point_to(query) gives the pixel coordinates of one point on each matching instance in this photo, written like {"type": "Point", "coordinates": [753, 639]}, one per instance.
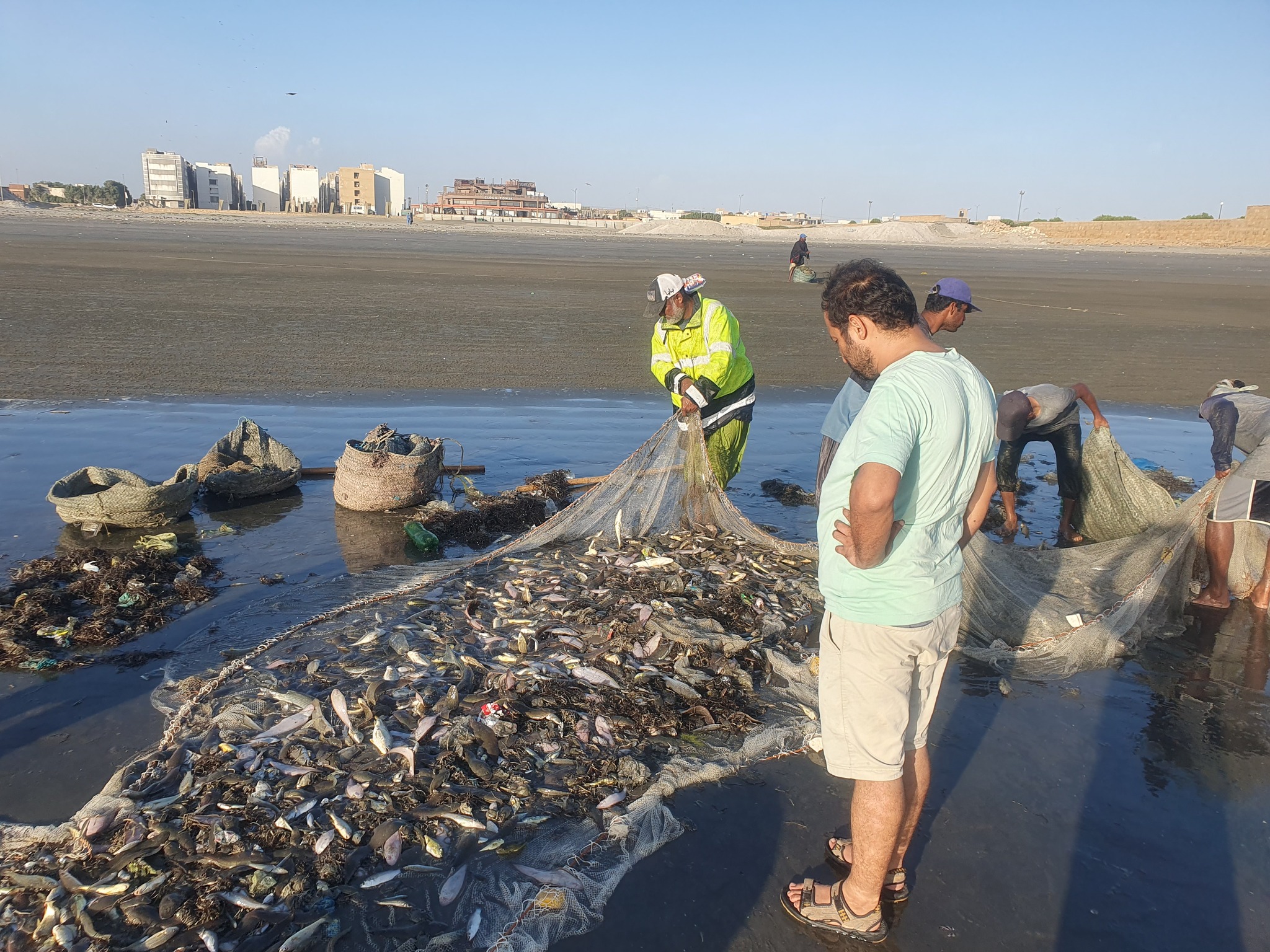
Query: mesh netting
{"type": "Point", "coordinates": [1048, 614]}
{"type": "Point", "coordinates": [436, 757]}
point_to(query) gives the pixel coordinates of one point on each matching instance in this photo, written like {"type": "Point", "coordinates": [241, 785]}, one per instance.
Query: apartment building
{"type": "Point", "coordinates": [304, 188]}
{"type": "Point", "coordinates": [218, 187]}
{"type": "Point", "coordinates": [167, 179]}
{"type": "Point", "coordinates": [510, 200]}
{"type": "Point", "coordinates": [269, 187]}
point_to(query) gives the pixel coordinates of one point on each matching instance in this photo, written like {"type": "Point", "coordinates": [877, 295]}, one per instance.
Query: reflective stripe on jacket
{"type": "Point", "coordinates": [706, 350]}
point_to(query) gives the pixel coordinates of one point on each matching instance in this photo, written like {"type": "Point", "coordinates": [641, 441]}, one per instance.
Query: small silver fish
{"type": "Point", "coordinates": [453, 886]}
{"type": "Point", "coordinates": [339, 705]}
{"type": "Point", "coordinates": [323, 842]}
{"type": "Point", "coordinates": [611, 800]}
{"type": "Point", "coordinates": [426, 725]}
{"type": "Point", "coordinates": [242, 901]}
{"type": "Point", "coordinates": [287, 725]}
{"type": "Point", "coordinates": [380, 879]}
{"type": "Point", "coordinates": [393, 848]}
{"type": "Point", "coordinates": [551, 878]}
{"type": "Point", "coordinates": [380, 736]}
{"type": "Point", "coordinates": [340, 824]}
{"type": "Point", "coordinates": [303, 937]}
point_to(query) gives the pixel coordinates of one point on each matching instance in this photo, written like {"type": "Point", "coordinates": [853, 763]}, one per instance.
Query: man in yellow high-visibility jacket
{"type": "Point", "coordinates": [699, 357]}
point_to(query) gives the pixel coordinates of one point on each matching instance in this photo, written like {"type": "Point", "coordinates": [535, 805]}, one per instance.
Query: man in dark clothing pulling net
{"type": "Point", "coordinates": [1044, 413]}
{"type": "Point", "coordinates": [1240, 420]}
{"type": "Point", "coordinates": [799, 255]}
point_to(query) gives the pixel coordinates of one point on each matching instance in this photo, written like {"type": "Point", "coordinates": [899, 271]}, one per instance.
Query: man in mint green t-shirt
{"type": "Point", "coordinates": [908, 488]}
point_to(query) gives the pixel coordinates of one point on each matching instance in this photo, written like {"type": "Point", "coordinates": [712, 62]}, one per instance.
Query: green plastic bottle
{"type": "Point", "coordinates": [420, 537]}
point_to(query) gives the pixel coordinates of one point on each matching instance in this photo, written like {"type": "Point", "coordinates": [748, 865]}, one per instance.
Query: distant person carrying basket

__________________________________________________

_Brief_
Return only those lines that run from the one containing "Query: green plastic bottle" through the end of the entries, keeping each exactly as written.

_Output_
Query: green plastic bottle
{"type": "Point", "coordinates": [420, 537]}
point_to(query) gives the pixel coordinates of one point on each matching instance in this photo, written like {"type": "Point", "coordinates": [748, 865]}, one per instance.
Query: distant person carrying basket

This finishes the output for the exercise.